» **WHAT TO DO**:
Rewrite every one of the rows below, requests included, with each x and y point coordinate in the answers multiplied by 0.4 and rounded to a whole number, halves rounding up. Leave the pictures out.

» **SOURCE RECORDS**:
--- begin ---

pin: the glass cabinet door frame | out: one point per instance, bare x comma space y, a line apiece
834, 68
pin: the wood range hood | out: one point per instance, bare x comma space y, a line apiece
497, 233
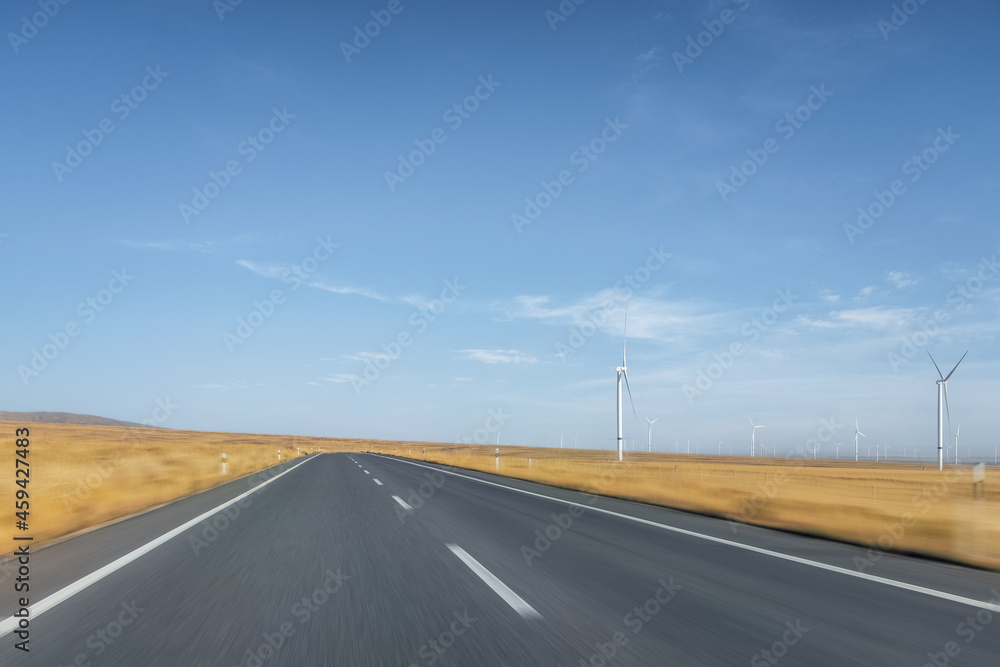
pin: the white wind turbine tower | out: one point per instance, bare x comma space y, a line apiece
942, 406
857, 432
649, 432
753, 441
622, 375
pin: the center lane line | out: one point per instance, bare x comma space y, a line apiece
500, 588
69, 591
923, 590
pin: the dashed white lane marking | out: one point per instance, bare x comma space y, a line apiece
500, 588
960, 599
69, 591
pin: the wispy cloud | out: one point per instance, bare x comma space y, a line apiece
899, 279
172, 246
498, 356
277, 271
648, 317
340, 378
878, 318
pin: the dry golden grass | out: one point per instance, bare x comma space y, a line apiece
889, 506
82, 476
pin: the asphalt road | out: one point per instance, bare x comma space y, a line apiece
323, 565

--- end ---

» **THE OUTPUT**:
pin: the glass cabinet door frame | out: one point per instance, bare x comma space y, a line apiece
334, 27
pin: the wood range hood | out: one point per instance, bare x comma space y, a line apiece
199, 93
pin: the white wind turbine tower | out: one point per instance, bare x comma space y, a line apiece
377, 162
343, 173
260, 173
301, 176
249, 150
pin: the center lane line | out: one point per instance, bare x comma space y, a line apiece
200, 235
28, 236
369, 236
pin: the dashed white lane marking | out: one point per instance, bare x comma space y, a line apiece
200, 235
384, 240
28, 236
pin: the wispy cloud | out: one point per instance, bare x comma space y, a line apiece
360, 112
69, 98
199, 142
111, 108
259, 127
136, 151
351, 127
pin: the dry golden grass | out: one point per instance, bare x comma space y, a line apiece
356, 202
33, 190
pin: the asphalt road | out: one point per instance, bare x comma space y, a line apiece
129, 226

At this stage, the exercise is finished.